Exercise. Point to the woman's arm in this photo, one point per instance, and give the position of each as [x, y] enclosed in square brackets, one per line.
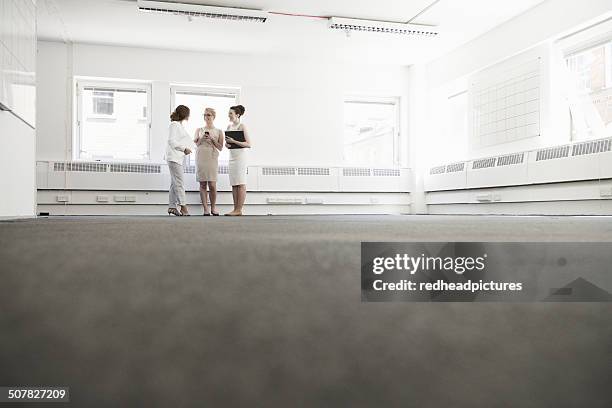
[219, 142]
[174, 140]
[247, 140]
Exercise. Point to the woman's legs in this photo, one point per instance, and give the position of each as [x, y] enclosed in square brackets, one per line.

- - - - -

### WRITTEN TASK
Please swap "photo" for "image" throughout the rows above and give them again with nothing else changed. Leave the pictures out.

### FULL OUTPUT
Exercise. Point to the woman's arm in this image, one point per instance, and give the position of each as [x, y] enclosed in square brackets, one per line.
[219, 142]
[174, 140]
[247, 140]
Exercise. Point to the woman's legs in this image, one point per instance, and give the position of each as [x, y] enclosed in square brackets, one per line.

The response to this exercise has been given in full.